### ASSIGNMENT:
Would you print all of the entries word for word?

/---

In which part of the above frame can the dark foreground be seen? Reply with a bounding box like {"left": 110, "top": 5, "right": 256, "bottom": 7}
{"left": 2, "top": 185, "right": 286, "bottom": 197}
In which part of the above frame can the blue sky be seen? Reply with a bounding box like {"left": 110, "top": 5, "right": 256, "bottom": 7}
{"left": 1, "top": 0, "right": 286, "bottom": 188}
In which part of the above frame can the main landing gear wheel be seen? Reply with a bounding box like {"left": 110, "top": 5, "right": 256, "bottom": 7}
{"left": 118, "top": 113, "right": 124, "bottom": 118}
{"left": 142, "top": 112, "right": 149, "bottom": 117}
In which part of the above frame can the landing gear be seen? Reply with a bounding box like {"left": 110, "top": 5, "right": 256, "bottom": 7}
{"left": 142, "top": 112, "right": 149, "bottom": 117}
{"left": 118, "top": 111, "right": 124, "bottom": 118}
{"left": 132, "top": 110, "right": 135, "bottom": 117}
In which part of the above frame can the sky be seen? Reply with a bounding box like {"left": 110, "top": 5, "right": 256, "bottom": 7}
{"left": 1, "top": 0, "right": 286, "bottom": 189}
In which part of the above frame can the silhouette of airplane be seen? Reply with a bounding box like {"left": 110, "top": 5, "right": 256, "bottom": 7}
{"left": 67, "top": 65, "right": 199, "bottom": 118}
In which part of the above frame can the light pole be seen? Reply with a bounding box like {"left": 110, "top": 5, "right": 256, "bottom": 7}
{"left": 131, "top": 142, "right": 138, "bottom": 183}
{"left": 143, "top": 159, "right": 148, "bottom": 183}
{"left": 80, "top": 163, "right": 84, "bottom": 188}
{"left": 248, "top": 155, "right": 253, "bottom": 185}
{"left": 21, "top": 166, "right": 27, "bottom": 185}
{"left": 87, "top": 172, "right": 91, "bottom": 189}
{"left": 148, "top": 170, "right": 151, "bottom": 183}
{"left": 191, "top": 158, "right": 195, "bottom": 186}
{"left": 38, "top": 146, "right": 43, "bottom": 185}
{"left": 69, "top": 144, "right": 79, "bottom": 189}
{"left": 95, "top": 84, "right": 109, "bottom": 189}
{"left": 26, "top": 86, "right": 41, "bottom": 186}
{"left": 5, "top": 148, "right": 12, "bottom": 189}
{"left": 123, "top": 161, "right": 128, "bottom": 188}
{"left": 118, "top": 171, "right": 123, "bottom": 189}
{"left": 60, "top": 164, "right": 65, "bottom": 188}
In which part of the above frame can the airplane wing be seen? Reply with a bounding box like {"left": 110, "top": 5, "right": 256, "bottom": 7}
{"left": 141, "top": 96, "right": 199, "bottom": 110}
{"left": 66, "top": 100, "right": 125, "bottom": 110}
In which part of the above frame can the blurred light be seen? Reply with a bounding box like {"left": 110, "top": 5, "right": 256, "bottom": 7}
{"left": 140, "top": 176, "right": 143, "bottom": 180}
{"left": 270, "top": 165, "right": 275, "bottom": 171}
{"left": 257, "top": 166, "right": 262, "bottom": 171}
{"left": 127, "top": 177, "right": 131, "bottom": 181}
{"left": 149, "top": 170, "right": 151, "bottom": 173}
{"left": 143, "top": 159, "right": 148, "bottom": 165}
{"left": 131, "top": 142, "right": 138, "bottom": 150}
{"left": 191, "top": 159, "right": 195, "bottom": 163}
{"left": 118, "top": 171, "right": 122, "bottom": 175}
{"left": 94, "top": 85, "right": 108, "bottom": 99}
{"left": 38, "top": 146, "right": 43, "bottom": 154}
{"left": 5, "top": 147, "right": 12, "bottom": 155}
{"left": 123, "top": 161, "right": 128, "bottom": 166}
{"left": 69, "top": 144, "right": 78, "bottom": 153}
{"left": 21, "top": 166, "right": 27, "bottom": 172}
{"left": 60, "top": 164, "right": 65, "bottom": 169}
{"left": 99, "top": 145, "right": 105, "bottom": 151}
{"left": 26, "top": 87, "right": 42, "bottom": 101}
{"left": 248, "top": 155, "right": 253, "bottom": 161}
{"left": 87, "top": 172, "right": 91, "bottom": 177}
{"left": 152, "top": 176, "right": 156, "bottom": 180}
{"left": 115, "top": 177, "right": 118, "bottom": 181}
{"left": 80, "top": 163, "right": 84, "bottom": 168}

\---

### WRITTEN SOLUTION:
In which part of the above frame can the dark foreground be seen? Reply with a bounding box like {"left": 110, "top": 5, "right": 256, "bottom": 7}
{"left": 2, "top": 185, "right": 286, "bottom": 197}
In which part of the above frame can the blue sky be seen? Reply with a bounding box like {"left": 110, "top": 5, "right": 256, "bottom": 7}
{"left": 1, "top": 0, "right": 286, "bottom": 188}
In which part of the above frame can the main landing gear wheel be seen? Reply with a bounding box like {"left": 110, "top": 5, "right": 256, "bottom": 7}
{"left": 118, "top": 113, "right": 124, "bottom": 118}
{"left": 142, "top": 112, "right": 149, "bottom": 117}
In which part of the above frame can the landing gear be seen? Reply with a bounding box like {"left": 110, "top": 5, "right": 256, "bottom": 7}
{"left": 142, "top": 112, "right": 149, "bottom": 117}
{"left": 118, "top": 111, "right": 124, "bottom": 118}
{"left": 132, "top": 110, "right": 135, "bottom": 117}
In which part of the above frame can the sky be seen? Reply with a bounding box like {"left": 110, "top": 5, "right": 256, "bottom": 7}
{"left": 1, "top": 0, "right": 286, "bottom": 189}
In which part of the above frame can the silhouette of airplane be seen? Reply with a bounding box like {"left": 110, "top": 5, "right": 256, "bottom": 7}
{"left": 67, "top": 65, "right": 199, "bottom": 118}
In which part of the above frame can the light pole be seen? Reply with a bounding box like {"left": 110, "top": 5, "right": 256, "bottom": 7}
{"left": 131, "top": 142, "right": 138, "bottom": 183}
{"left": 143, "top": 159, "right": 148, "bottom": 183}
{"left": 80, "top": 163, "right": 84, "bottom": 188}
{"left": 248, "top": 155, "right": 253, "bottom": 185}
{"left": 21, "top": 166, "right": 27, "bottom": 185}
{"left": 87, "top": 172, "right": 91, "bottom": 189}
{"left": 148, "top": 170, "right": 151, "bottom": 183}
{"left": 191, "top": 158, "right": 195, "bottom": 186}
{"left": 38, "top": 146, "right": 43, "bottom": 185}
{"left": 69, "top": 144, "right": 79, "bottom": 189}
{"left": 95, "top": 84, "right": 109, "bottom": 189}
{"left": 26, "top": 86, "right": 41, "bottom": 186}
{"left": 5, "top": 148, "right": 12, "bottom": 189}
{"left": 123, "top": 161, "right": 128, "bottom": 188}
{"left": 118, "top": 171, "right": 123, "bottom": 189}
{"left": 60, "top": 164, "right": 65, "bottom": 188}
In which part of the above frame can the airplane wing be seen? Reply with a bounding box like {"left": 110, "top": 5, "right": 256, "bottom": 7}
{"left": 141, "top": 96, "right": 199, "bottom": 110}
{"left": 66, "top": 100, "right": 125, "bottom": 110}
In which part of the above frame can the blurred light be seen? Reply with a bounding box like {"left": 110, "top": 5, "right": 256, "bottom": 7}
{"left": 140, "top": 176, "right": 143, "bottom": 180}
{"left": 270, "top": 165, "right": 275, "bottom": 171}
{"left": 257, "top": 166, "right": 262, "bottom": 171}
{"left": 127, "top": 177, "right": 131, "bottom": 181}
{"left": 149, "top": 170, "right": 151, "bottom": 173}
{"left": 143, "top": 159, "right": 148, "bottom": 165}
{"left": 131, "top": 142, "right": 138, "bottom": 150}
{"left": 191, "top": 159, "right": 195, "bottom": 163}
{"left": 118, "top": 171, "right": 122, "bottom": 175}
{"left": 94, "top": 85, "right": 108, "bottom": 99}
{"left": 38, "top": 146, "right": 43, "bottom": 154}
{"left": 5, "top": 147, "right": 12, "bottom": 155}
{"left": 123, "top": 161, "right": 128, "bottom": 166}
{"left": 69, "top": 144, "right": 78, "bottom": 153}
{"left": 21, "top": 166, "right": 27, "bottom": 172}
{"left": 60, "top": 164, "right": 65, "bottom": 169}
{"left": 99, "top": 145, "right": 105, "bottom": 151}
{"left": 26, "top": 87, "right": 42, "bottom": 101}
{"left": 248, "top": 155, "right": 253, "bottom": 161}
{"left": 87, "top": 172, "right": 91, "bottom": 177}
{"left": 152, "top": 176, "right": 156, "bottom": 180}
{"left": 115, "top": 177, "right": 118, "bottom": 181}
{"left": 80, "top": 163, "right": 84, "bottom": 168}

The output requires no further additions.